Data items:
==============================
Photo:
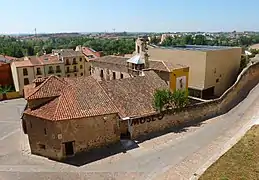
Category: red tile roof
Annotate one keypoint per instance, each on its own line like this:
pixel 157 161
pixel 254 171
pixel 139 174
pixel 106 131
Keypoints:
pixel 72 98
pixel 88 51
pixel 81 97
pixel 134 96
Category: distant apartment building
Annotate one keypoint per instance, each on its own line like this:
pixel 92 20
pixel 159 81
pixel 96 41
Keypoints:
pixel 213 69
pixel 6 78
pixel 62 63
pixel 117 67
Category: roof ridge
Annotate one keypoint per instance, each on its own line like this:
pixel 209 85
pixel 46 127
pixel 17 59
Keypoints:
pixel 166 66
pixel 107 95
pixel 42 84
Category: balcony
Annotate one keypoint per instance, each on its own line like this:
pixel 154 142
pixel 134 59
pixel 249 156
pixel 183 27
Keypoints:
pixel 38 73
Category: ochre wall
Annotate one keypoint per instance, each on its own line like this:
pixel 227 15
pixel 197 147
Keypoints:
pixel 247 80
pixel 179 73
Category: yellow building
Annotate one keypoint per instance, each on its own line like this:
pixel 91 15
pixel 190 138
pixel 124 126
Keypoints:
pixel 62 63
pixel 213 69
pixel 179 79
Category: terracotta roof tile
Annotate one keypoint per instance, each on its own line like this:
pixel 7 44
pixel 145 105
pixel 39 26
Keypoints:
pixel 80 97
pixel 134 96
pixel 76 98
pixel 51 87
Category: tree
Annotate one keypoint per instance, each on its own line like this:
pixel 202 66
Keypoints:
pixel 164 98
pixel 180 98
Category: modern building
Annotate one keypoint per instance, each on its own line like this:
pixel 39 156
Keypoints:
pixel 118 67
pixel 6 78
pixel 62 63
pixel 65 116
pixel 213 69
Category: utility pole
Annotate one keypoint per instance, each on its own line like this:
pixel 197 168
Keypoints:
pixel 35 30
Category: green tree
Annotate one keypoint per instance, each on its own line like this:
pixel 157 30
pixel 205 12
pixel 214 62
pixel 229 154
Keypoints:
pixel 164 98
pixel 180 98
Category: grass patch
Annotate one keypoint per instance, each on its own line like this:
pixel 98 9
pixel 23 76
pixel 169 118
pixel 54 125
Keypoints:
pixel 241 162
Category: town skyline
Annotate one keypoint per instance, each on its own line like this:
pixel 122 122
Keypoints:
pixel 133 16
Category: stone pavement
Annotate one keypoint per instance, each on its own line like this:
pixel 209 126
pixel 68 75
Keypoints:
pixel 176 155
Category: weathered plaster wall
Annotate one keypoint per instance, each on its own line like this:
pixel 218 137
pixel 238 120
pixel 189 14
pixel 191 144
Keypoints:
pixel 87 133
pixel 248 78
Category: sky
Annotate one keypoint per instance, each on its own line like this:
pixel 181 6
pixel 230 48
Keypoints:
pixel 53 16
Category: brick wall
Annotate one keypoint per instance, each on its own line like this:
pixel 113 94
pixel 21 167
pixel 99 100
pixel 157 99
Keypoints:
pixel 247 80
pixel 5 75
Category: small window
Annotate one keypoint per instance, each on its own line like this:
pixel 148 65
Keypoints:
pixel 42 146
pixel 25 72
pixel 26 81
pixel 114 75
pixel 58 69
pixel 74 61
pixel 38 71
pixel 101 74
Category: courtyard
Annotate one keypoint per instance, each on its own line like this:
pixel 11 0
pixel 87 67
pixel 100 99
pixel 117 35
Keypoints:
pixel 177 154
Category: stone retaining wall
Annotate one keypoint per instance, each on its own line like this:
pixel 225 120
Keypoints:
pixel 245 82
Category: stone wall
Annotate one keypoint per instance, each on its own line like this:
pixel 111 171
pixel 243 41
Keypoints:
pixel 247 80
pixel 47 138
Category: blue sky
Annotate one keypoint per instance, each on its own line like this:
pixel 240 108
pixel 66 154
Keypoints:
pixel 22 16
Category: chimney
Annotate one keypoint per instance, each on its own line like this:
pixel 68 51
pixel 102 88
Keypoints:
pixel 146 58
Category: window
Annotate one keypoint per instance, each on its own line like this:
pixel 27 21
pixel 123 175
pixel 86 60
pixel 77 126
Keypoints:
pixel 67 62
pixel 25 72
pixel 74 61
pixel 58 69
pixel 101 74
pixel 26 81
pixel 42 146
pixel 114 75
pixel 51 70
pixel 75 70
pixel 38 71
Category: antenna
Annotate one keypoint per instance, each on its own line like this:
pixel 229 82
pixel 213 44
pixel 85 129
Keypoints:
pixel 35 30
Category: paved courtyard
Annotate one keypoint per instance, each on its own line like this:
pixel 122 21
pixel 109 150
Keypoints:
pixel 175 155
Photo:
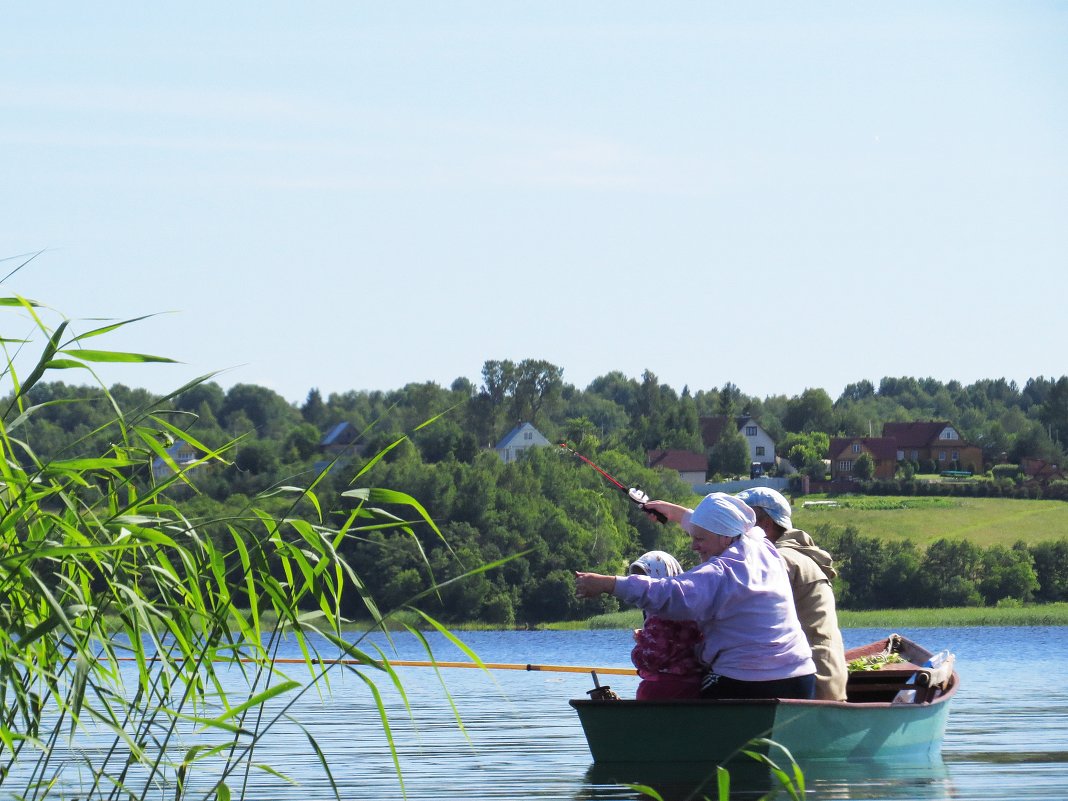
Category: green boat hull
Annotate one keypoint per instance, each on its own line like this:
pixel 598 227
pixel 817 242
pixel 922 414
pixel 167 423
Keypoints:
pixel 716 731
pixel 870 725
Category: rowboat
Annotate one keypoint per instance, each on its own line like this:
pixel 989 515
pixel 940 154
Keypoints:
pixel 897 711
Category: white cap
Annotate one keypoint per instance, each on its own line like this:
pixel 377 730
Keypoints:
pixel 772 502
pixel 722 514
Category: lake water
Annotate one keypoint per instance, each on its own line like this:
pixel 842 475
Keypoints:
pixel 1006 738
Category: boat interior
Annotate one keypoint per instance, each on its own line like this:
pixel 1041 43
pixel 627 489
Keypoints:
pixel 913 680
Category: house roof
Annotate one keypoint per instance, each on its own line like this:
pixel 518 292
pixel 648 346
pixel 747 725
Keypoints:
pixel 514 434
pixel 684 461
pixel 880 448
pixel 916 434
pixel 711 427
pixel 335 435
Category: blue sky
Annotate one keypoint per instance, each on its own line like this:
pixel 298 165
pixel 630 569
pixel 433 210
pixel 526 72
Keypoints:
pixel 358 195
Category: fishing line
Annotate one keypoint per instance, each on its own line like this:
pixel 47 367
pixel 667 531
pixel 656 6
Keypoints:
pixel 634 493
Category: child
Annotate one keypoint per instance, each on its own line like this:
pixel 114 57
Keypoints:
pixel 665 652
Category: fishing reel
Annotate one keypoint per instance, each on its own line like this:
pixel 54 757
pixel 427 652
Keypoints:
pixel 640 497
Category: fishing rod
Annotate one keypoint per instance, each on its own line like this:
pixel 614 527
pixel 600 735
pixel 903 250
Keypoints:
pixel 427 663
pixel 634 493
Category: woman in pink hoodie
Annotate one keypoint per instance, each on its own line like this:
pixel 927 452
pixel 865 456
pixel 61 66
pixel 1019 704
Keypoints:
pixel 665 652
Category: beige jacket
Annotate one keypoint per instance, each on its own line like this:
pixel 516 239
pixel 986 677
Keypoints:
pixel 811 570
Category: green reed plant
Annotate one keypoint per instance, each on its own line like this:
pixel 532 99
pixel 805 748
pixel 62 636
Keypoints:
pixel 119 613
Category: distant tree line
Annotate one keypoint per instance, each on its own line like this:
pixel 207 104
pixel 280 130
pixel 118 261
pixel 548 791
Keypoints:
pixel 874 574
pixel 548 514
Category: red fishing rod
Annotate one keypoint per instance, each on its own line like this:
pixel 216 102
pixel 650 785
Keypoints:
pixel 634 493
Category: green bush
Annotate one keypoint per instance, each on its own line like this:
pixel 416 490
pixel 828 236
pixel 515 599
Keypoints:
pixel 99 565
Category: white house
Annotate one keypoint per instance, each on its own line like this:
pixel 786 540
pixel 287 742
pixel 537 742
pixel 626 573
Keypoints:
pixel 182 453
pixel 762 448
pixel 516 442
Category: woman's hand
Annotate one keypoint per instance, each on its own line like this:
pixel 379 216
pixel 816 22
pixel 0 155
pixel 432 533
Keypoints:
pixel 592 584
pixel 672 511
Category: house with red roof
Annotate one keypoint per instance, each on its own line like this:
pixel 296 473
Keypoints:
pixel 691 467
pixel 936 441
pixel 845 451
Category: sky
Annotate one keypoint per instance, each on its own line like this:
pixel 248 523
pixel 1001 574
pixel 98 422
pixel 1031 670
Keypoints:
pixel 357 195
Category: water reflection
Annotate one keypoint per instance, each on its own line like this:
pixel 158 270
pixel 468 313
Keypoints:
pixel 853 780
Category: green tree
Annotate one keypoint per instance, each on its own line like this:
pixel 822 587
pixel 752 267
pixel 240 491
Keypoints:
pixel 864 467
pixel 1007 572
pixel 314 410
pixel 811 411
pixel 729 455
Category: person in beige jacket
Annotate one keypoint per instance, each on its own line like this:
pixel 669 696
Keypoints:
pixel 811 569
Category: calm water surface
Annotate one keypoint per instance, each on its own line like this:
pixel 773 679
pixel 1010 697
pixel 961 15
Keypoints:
pixel 1007 735
pixel 1006 738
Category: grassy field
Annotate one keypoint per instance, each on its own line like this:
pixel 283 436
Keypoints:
pixel 985 521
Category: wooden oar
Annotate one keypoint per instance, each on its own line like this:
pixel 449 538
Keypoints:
pixel 417 663
pixel 484 665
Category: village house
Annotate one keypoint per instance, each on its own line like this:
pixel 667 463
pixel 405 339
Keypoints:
pixel 762 448
pixel 691 467
pixel 845 451
pixel 516 442
pixel 182 454
pixel 341 440
pixel 933 441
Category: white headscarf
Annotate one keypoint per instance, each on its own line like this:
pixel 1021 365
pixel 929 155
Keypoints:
pixel 722 514
pixel 657 565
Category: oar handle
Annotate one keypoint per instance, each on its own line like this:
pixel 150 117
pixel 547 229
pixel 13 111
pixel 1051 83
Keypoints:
pixel 427 663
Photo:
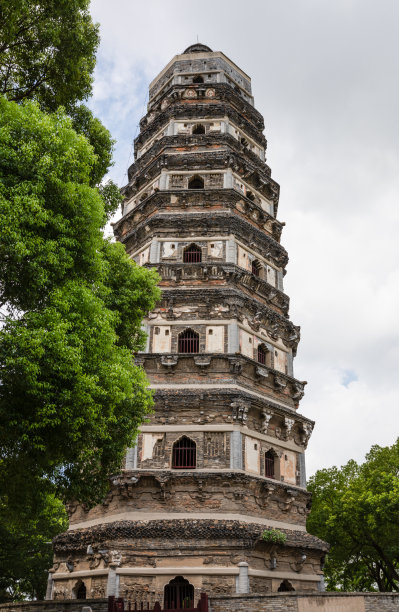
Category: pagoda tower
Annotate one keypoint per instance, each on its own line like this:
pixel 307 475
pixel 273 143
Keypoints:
pixel 213 496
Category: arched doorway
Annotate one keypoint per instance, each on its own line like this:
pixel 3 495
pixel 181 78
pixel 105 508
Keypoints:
pixel 179 593
pixel 285 586
pixel 79 590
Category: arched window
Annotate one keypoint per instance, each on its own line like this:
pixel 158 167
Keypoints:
pixel 199 129
pixel 269 464
pixel 179 593
pixel 256 267
pixel 79 590
pixel 184 454
pixel 262 354
pixel 285 586
pixel 188 341
pixel 192 254
pixel 196 182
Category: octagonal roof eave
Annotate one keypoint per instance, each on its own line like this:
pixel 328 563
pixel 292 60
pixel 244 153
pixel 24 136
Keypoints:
pixel 201 54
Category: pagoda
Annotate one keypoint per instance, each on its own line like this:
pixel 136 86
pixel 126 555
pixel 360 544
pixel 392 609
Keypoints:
pixel 213 496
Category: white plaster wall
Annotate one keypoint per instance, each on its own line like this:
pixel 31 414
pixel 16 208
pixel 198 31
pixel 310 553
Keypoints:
pixel 215 249
pixel 271 275
pixel 246 344
pixel 144 256
pixel 169 249
pixel 252 458
pixel 243 259
pixel 215 339
pixel 288 467
pixel 148 443
pixel 280 360
pixel 161 342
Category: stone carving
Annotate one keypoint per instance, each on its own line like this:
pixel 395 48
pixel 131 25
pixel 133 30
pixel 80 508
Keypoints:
pixel 288 424
pixel 280 382
pixel 266 416
pixel 190 93
pixel 307 432
pixel 169 361
pixel 240 412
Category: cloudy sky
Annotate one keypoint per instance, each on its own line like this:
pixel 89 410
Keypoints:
pixel 325 76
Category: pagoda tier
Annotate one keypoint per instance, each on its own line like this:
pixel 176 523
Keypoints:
pixel 213 496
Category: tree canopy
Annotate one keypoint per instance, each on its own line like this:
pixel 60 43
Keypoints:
pixel 47 51
pixel 71 397
pixel 355 509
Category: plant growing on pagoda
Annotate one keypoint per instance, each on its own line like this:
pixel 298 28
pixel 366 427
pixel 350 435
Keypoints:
pixel 275 536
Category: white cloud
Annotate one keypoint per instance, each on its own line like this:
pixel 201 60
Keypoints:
pixel 325 78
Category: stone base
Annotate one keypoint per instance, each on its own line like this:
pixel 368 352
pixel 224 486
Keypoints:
pixel 137 559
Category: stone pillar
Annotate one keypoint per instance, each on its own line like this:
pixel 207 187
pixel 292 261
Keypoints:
pixel 231 251
pixel 163 181
pixel 112 583
pixel 302 470
pixel 154 251
pixel 235 450
pixel 243 579
pixel 233 338
pixel 228 179
pixel 50 584
pixel 131 458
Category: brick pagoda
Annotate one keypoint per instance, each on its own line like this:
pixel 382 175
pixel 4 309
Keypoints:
pixel 221 461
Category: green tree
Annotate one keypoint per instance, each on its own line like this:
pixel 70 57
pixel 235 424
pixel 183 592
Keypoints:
pixel 47 51
pixel 26 551
pixel 355 509
pixel 71 398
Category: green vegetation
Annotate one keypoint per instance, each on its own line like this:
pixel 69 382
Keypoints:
pixel 355 509
pixel 71 398
pixel 274 535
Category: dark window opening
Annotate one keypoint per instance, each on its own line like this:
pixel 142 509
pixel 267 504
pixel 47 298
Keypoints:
pixel 256 267
pixel 179 593
pixel 285 586
pixel 188 342
pixel 80 590
pixel 269 464
pixel 199 129
pixel 184 454
pixel 192 254
pixel 262 354
pixel 196 182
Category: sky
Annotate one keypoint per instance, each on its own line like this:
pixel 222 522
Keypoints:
pixel 325 76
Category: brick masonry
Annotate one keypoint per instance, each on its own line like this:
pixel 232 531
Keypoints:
pixel 287 602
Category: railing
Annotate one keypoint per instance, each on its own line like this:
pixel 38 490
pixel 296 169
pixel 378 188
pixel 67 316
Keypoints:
pixel 117 604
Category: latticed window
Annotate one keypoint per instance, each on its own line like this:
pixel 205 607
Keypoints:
pixel 262 352
pixel 179 593
pixel 199 129
pixel 256 267
pixel 184 454
pixel 269 464
pixel 192 254
pixel 189 342
pixel 196 182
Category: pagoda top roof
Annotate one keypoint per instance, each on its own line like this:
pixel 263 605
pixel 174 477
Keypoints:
pixel 198 48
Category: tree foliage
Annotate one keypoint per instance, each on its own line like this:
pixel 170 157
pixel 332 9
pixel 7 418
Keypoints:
pixel 355 509
pixel 71 397
pixel 47 51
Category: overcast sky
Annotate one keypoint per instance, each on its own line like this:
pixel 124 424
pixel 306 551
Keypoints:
pixel 325 76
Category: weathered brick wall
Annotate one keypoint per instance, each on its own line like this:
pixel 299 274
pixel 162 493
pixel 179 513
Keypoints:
pixel 63 605
pixel 295 602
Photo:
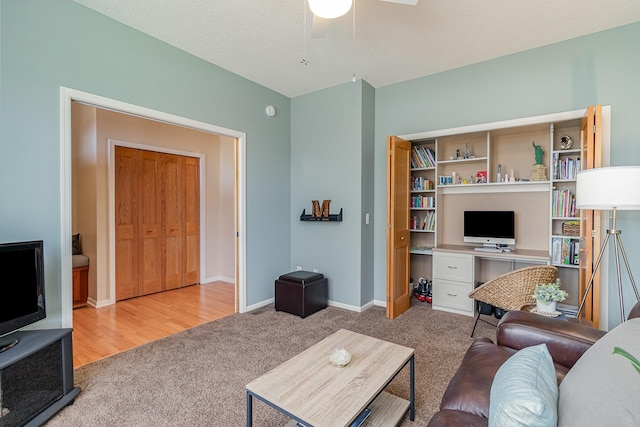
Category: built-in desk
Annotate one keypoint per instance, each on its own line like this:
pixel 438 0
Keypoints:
pixel 456 271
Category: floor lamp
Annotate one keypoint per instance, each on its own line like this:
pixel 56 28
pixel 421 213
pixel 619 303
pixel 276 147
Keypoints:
pixel 613 189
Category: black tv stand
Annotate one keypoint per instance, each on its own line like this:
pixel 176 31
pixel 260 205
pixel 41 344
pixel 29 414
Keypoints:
pixel 36 377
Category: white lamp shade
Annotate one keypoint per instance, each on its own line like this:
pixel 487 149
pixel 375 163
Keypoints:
pixel 607 188
pixel 330 8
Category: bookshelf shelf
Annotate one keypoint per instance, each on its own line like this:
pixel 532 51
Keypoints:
pixel 471 160
pixel 330 218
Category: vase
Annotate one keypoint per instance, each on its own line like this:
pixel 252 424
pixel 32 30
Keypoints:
pixel 546 308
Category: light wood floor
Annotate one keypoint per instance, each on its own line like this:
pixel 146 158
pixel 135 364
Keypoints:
pixel 102 332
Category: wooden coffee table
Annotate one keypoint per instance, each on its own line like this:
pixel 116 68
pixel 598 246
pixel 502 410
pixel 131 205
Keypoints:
pixel 312 391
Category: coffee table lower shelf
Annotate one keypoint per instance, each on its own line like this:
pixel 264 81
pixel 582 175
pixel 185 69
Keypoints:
pixel 386 410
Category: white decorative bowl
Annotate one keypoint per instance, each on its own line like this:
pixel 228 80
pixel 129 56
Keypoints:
pixel 340 357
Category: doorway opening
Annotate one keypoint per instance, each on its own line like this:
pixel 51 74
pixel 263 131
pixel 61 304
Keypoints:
pixel 68 97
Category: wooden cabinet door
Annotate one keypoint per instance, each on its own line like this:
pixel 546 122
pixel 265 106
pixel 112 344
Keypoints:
pixel 191 217
pixel 126 222
pixel 591 157
pixel 150 223
pixel 157 213
pixel 171 195
pixel 398 176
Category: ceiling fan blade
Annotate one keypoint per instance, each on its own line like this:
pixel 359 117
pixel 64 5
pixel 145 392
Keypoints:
pixel 319 27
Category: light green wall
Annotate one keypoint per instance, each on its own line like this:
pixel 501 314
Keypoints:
pixel 368 193
pixel 327 151
pixel 601 68
pixel 46 44
pixel 317 147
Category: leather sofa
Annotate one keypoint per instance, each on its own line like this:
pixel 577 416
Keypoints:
pixel 466 399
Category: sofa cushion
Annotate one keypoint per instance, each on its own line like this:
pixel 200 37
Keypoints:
pixel 603 387
pixel 470 387
pixel 448 417
pixel 524 391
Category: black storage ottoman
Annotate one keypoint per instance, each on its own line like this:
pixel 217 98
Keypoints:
pixel 301 293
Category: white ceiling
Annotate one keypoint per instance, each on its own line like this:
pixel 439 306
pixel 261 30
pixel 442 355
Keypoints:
pixel 263 40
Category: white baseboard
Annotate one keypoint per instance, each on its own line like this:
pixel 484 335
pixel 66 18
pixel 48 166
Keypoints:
pixel 219 279
pixel 97 304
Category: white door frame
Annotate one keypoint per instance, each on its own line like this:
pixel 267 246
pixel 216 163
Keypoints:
pixel 68 95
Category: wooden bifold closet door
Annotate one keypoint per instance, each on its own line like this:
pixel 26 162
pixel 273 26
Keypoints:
pixel 157 216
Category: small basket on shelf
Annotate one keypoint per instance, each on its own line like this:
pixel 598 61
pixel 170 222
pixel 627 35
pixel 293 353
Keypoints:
pixel 571 228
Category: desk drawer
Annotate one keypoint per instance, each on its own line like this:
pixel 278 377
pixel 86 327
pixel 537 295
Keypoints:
pixel 456 267
pixel 452 295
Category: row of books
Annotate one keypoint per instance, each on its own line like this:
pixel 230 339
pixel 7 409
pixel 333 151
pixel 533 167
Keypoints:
pixel 563 204
pixel 422 157
pixel 566 167
pixel 420 183
pixel 427 223
pixel 423 202
pixel 565 251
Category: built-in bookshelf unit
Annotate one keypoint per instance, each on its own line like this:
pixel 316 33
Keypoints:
pixel 493 166
pixel 423 202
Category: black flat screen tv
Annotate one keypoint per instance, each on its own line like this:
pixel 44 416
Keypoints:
pixel 491 228
pixel 22 299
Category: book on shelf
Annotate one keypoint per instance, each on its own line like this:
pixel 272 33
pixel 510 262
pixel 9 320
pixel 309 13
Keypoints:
pixel 563 204
pixel 423 202
pixel 565 251
pixel 422 157
pixel 426 250
pixel 420 183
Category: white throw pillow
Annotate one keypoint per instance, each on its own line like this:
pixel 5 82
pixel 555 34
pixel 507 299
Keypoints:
pixel 603 387
pixel 524 391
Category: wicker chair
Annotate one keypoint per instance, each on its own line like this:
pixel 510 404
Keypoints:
pixel 512 290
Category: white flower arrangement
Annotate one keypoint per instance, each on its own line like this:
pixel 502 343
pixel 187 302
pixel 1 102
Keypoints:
pixel 340 357
pixel 547 293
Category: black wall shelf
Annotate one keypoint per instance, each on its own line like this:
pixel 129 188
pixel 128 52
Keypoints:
pixel 331 217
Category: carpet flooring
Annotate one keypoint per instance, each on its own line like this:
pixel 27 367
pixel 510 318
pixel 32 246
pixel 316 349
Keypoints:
pixel 197 377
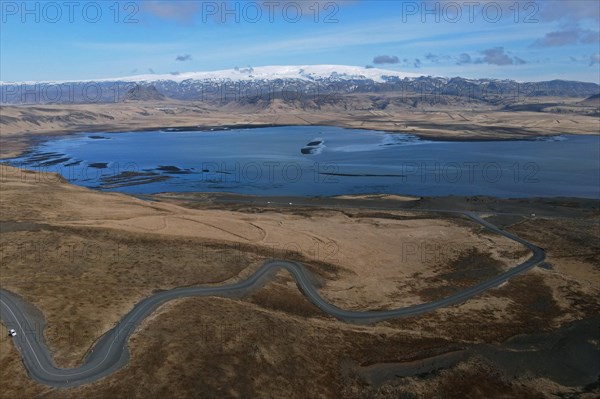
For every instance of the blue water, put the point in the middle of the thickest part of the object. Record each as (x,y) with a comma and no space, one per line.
(268,161)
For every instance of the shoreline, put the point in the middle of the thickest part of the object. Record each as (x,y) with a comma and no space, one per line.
(29,140)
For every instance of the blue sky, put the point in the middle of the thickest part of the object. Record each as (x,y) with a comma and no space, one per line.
(526,40)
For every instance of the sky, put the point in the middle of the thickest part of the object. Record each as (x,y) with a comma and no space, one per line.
(524,40)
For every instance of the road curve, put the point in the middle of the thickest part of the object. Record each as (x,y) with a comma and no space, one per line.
(110,351)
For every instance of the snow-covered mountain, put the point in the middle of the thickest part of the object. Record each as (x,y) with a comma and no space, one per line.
(312,85)
(264,73)
(269,73)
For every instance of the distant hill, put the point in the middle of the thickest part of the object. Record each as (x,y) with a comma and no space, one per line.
(592,101)
(143,93)
(317,84)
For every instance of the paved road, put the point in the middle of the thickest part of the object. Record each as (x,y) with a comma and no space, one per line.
(110,351)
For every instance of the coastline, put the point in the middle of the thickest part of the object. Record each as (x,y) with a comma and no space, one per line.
(23,126)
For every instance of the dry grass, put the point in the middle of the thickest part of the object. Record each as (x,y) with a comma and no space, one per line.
(84,258)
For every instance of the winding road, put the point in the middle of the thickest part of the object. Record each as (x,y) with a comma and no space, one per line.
(110,352)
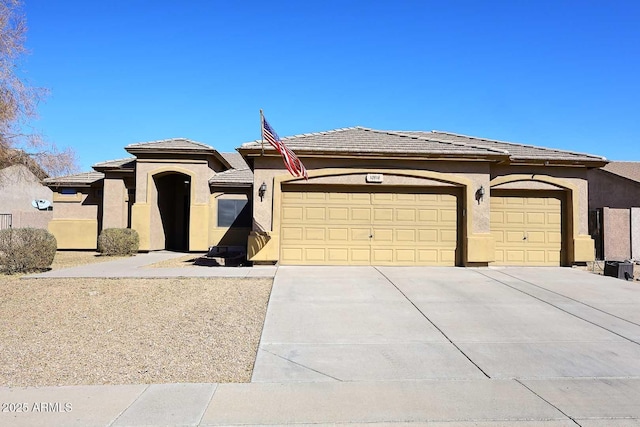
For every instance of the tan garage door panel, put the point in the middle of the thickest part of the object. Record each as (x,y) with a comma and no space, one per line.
(527,229)
(363,228)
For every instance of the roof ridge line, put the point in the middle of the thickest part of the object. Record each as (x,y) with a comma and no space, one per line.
(181,138)
(324,132)
(456,143)
(116,160)
(520,144)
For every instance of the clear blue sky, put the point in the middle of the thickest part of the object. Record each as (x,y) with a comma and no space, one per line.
(561,74)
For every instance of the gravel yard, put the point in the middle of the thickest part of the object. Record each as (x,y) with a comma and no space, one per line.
(129,331)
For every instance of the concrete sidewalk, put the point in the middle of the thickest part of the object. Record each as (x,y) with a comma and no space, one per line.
(560,402)
(138,266)
(396,346)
==============================
_What is needed_: Starting at the line in the listing above that contains "Category: small basket on shelf" and ending at the line that contains "pixel 547 293", put each line into a Markdown table with the columns Row and Line. Give each row a number and leave out blank lines.

_Result for this task_:
| Row | Line |
|---|---|
| 1 | Category: small basket on shelf |
| 2 | Annotate one keypoint per instance, each on its own line like this: |
| 3 | pixel 598 61 |
| 4 | pixel 170 222 |
| 5 | pixel 627 35 |
| 6 | pixel 293 353 |
| 7 | Keypoints: |
| 8 | pixel 571 228 |
| 9 | Category: desk drawer |
| 10 | Annotate one keypoint per instance, each on its own line like this: |
| 11 | pixel 278 377 |
| 12 | pixel 86 327 |
| 13 | pixel 537 295 |
| 14 | Keypoints: |
| 15 | pixel 456 267 |
| 16 | pixel 452 295 |
| 17 | Category: row of books |
| 18 | Annotate one keypoint per instance, each on its own line like this: |
| 19 | pixel 230 339 |
| 20 | pixel 7 409 |
| 21 | pixel 333 151 |
| 22 | pixel 533 167 |
| 23 | Keypoints: |
| 24 | pixel 563 204 |
| 25 | pixel 422 157 |
| 26 | pixel 566 167 |
| 27 | pixel 420 183 |
| 28 | pixel 427 223 |
| 29 | pixel 423 202 |
| 30 | pixel 565 251 |
| 31 | Category: built-in bookshelf unit |
| 32 | Annotate one keypoint per instance, each on its own line like this: |
| 33 | pixel 316 33 |
| 34 | Keypoints: |
| 35 | pixel 493 166 |
| 36 | pixel 423 202 |
| 37 | Category: black flat screen tv |
| 38 | Annotate one keypoint per instance, each on its own line like this: |
| 39 | pixel 44 416 |
| 40 | Keypoints: |
| 41 | pixel 491 228 |
| 42 | pixel 22 299 |
| 43 | Category: book on shelf |
| 44 | Annotate one keypoint per instance, each on its own line like this: |
| 45 | pixel 272 33 |
| 46 | pixel 510 262 |
| 47 | pixel 9 320 |
| 48 | pixel 309 13 |
| 49 | Keypoints: |
| 50 | pixel 563 204 |
| 51 | pixel 423 202 |
| 52 | pixel 565 251 |
| 53 | pixel 422 157 |
| 54 | pixel 426 250 |
| 55 | pixel 420 183 |
| 56 | Category: white throw pillow |
| 57 | Annotate one keypoint per instance, each on its own line like this: |
| 58 | pixel 5 82 |
| 59 | pixel 555 34 |
| 60 | pixel 507 299 |
| 61 | Keypoints: |
| 62 | pixel 603 387 |
| 63 | pixel 524 391 |
| 64 | Category: wicker chair |
| 65 | Annotate one keypoint per instance, each on its own line like this: |
| 66 | pixel 510 404 |
| 67 | Keypoints: |
| 68 | pixel 512 290 |
| 69 | Category: white flower arrangement |
| 70 | Annotate one keypoint per instance, each on its own line like this: |
| 71 | pixel 502 343 |
| 72 | pixel 187 302 |
| 73 | pixel 1 102 |
| 74 | Keypoints: |
| 75 | pixel 340 357 |
| 76 | pixel 547 293 |